— start of Listed records —

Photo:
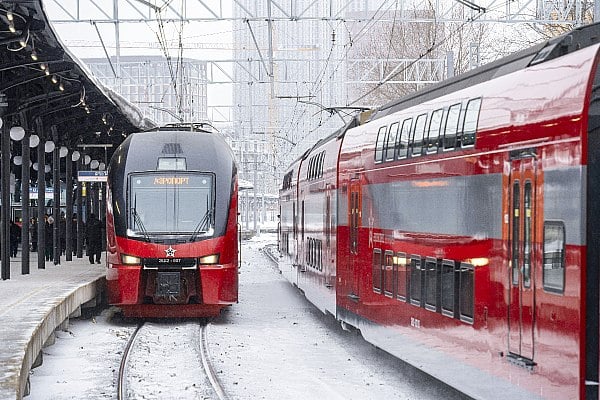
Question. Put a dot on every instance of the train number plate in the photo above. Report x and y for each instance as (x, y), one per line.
(168, 284)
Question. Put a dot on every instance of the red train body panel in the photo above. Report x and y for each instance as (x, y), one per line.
(172, 251)
(466, 225)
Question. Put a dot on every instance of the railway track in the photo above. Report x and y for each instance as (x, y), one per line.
(199, 377)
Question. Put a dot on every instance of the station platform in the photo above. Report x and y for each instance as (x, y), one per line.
(33, 306)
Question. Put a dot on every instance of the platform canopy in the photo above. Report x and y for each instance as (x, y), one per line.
(45, 89)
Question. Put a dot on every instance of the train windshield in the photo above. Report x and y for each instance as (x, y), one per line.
(171, 203)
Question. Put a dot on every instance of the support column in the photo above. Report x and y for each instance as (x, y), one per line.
(41, 195)
(56, 197)
(79, 210)
(5, 189)
(25, 185)
(69, 210)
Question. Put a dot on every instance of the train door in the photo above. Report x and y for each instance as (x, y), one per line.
(522, 224)
(355, 221)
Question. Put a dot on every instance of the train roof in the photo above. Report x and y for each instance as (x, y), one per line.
(556, 47)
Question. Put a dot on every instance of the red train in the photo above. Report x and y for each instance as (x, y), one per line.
(459, 228)
(172, 238)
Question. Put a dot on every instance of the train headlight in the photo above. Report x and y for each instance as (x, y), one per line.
(127, 259)
(212, 259)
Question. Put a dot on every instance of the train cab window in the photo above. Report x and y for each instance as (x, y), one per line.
(416, 143)
(433, 135)
(451, 127)
(466, 292)
(171, 164)
(470, 122)
(377, 276)
(388, 274)
(447, 288)
(431, 284)
(159, 203)
(415, 283)
(554, 256)
(402, 139)
(400, 262)
(379, 146)
(391, 142)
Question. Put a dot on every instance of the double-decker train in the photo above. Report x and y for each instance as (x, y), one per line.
(171, 226)
(459, 227)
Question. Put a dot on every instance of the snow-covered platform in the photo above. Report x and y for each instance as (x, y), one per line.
(33, 306)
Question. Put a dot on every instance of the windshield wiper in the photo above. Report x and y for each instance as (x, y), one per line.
(202, 225)
(138, 221)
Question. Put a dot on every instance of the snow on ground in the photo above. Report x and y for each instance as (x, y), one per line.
(272, 345)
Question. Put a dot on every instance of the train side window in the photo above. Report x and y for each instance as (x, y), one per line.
(451, 127)
(403, 138)
(321, 162)
(527, 233)
(433, 135)
(516, 211)
(470, 122)
(391, 142)
(416, 143)
(466, 292)
(377, 277)
(431, 284)
(388, 274)
(554, 256)
(320, 255)
(379, 145)
(416, 270)
(448, 288)
(400, 262)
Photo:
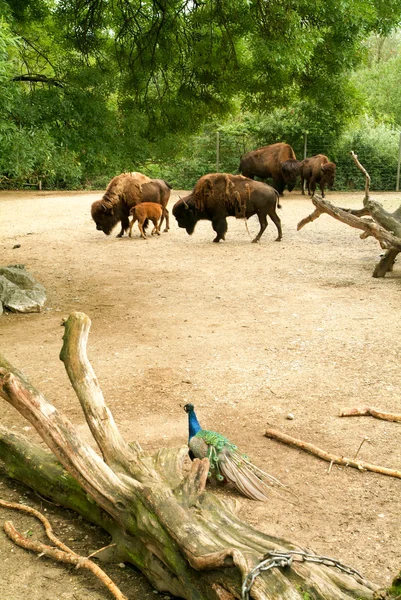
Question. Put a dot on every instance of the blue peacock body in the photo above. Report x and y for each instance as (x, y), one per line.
(227, 463)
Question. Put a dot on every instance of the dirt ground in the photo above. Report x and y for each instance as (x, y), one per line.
(247, 332)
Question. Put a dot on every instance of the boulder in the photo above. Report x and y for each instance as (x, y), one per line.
(19, 290)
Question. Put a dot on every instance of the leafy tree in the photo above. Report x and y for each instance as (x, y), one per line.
(96, 87)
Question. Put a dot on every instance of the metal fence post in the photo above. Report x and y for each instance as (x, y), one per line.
(397, 187)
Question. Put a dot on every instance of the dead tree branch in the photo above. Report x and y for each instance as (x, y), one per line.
(65, 556)
(186, 541)
(384, 226)
(332, 458)
(370, 412)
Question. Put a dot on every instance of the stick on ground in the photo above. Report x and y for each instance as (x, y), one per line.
(367, 411)
(332, 458)
(62, 553)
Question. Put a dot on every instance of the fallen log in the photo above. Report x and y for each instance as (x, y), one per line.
(186, 541)
(384, 226)
(331, 458)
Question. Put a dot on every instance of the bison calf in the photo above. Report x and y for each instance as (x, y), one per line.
(317, 170)
(144, 212)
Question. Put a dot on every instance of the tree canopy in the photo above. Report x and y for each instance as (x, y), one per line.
(98, 86)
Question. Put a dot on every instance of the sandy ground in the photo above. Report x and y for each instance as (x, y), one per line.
(247, 332)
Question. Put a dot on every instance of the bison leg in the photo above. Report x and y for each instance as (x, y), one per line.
(130, 226)
(263, 224)
(279, 185)
(124, 225)
(276, 220)
(141, 229)
(167, 215)
(156, 228)
(219, 224)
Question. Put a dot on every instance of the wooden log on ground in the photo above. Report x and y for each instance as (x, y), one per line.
(384, 226)
(331, 458)
(186, 541)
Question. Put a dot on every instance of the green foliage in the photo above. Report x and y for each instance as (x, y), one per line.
(379, 83)
(377, 150)
(91, 89)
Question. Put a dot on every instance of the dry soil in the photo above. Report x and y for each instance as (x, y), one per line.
(247, 332)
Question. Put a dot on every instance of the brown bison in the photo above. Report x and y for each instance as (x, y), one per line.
(277, 161)
(144, 212)
(124, 192)
(317, 170)
(220, 195)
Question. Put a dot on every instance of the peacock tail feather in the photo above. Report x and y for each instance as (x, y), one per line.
(227, 463)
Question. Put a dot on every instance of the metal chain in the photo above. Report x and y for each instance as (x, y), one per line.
(285, 559)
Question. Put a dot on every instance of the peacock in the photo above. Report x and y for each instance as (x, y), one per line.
(227, 463)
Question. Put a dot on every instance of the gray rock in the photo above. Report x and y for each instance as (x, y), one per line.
(19, 290)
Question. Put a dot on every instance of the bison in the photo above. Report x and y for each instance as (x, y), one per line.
(220, 195)
(144, 212)
(277, 161)
(124, 192)
(317, 170)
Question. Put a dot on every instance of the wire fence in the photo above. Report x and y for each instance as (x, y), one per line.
(221, 152)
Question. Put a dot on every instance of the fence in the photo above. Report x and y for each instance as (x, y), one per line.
(222, 151)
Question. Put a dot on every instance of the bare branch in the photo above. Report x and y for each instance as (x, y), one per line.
(364, 171)
(366, 411)
(116, 452)
(331, 458)
(35, 78)
(66, 556)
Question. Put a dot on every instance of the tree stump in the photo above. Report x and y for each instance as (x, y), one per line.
(185, 540)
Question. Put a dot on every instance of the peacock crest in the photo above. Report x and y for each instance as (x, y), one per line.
(226, 462)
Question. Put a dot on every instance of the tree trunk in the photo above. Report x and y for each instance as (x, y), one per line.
(186, 541)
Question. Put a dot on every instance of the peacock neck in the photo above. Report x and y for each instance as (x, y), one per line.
(193, 424)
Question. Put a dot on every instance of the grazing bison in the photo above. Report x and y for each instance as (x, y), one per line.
(124, 192)
(277, 161)
(144, 212)
(317, 170)
(220, 195)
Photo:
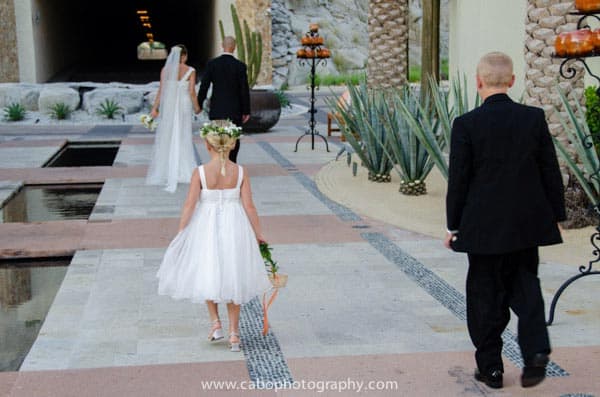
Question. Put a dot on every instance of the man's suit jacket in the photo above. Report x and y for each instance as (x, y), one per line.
(505, 190)
(230, 93)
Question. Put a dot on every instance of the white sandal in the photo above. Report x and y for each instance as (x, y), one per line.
(235, 346)
(216, 331)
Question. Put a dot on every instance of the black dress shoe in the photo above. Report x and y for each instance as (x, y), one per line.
(535, 370)
(493, 379)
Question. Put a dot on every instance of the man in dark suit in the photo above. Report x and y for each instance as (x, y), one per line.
(505, 199)
(230, 92)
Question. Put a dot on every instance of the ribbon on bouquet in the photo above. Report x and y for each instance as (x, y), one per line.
(266, 306)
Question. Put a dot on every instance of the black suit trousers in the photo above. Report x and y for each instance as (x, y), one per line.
(495, 284)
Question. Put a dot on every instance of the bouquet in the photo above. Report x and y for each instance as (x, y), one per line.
(277, 281)
(220, 127)
(148, 122)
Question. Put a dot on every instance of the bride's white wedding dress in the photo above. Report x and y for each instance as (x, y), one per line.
(173, 155)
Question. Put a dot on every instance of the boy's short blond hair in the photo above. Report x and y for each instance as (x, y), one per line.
(495, 70)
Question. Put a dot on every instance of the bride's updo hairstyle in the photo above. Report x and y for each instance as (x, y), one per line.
(222, 144)
(183, 49)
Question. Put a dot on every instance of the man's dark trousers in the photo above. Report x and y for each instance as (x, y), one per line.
(496, 283)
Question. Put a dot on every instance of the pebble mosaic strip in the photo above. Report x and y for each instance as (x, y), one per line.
(577, 395)
(345, 214)
(266, 365)
(444, 293)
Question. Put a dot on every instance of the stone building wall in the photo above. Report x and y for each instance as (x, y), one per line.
(9, 61)
(546, 19)
(258, 15)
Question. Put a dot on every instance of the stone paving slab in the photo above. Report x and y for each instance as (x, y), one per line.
(40, 239)
(33, 143)
(158, 380)
(26, 157)
(36, 176)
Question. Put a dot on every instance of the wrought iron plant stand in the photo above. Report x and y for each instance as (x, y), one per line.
(313, 54)
(568, 72)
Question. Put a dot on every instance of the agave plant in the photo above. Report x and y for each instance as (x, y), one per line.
(434, 131)
(411, 160)
(109, 109)
(365, 130)
(14, 112)
(581, 139)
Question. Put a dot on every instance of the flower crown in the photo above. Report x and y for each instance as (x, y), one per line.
(220, 127)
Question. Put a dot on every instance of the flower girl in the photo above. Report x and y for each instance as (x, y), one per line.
(215, 255)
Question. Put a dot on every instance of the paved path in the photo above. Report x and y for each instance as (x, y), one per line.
(366, 301)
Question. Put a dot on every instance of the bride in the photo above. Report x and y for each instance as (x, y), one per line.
(174, 155)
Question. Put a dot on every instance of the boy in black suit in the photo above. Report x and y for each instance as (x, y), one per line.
(230, 94)
(505, 199)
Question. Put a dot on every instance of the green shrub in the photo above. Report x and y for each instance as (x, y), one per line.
(365, 130)
(109, 109)
(340, 79)
(14, 112)
(586, 163)
(592, 113)
(60, 111)
(284, 101)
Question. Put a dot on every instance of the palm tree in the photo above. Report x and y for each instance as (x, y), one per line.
(430, 42)
(388, 43)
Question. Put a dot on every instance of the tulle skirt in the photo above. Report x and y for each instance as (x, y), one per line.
(216, 257)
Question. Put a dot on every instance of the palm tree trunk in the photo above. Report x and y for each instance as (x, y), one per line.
(388, 43)
(430, 43)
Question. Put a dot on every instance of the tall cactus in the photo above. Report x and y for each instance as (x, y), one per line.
(249, 46)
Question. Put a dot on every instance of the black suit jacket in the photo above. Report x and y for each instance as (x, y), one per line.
(505, 190)
(230, 93)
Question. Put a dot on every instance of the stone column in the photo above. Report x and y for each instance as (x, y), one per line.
(258, 15)
(9, 60)
(545, 19)
(388, 43)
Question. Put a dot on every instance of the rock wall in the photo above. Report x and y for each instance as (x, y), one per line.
(344, 26)
(258, 16)
(9, 61)
(546, 19)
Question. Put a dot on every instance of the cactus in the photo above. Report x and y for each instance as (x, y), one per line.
(248, 44)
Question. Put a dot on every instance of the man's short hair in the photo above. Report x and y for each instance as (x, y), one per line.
(228, 42)
(495, 69)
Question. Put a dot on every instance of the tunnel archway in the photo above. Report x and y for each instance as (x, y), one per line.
(97, 41)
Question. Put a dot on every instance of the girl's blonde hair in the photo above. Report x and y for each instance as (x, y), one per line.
(221, 143)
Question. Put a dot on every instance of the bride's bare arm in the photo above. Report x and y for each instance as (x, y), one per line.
(248, 203)
(193, 96)
(154, 111)
(191, 200)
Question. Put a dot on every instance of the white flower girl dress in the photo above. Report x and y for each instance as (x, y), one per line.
(216, 256)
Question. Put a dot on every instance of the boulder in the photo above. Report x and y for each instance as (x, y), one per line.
(53, 94)
(130, 100)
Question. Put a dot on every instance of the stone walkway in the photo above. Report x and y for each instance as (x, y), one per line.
(365, 302)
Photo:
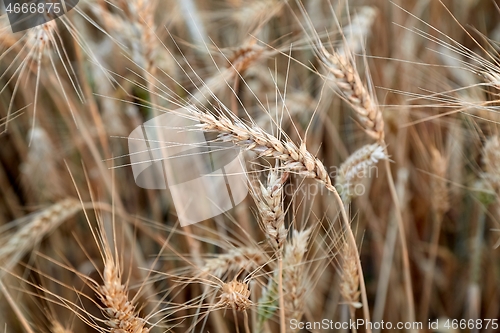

— end of Listed records —

What is needed -
How many lines in the listing above contain the string "trousers", counting only case-sensitive matches? Reply with the number alone.

Exercise output -
2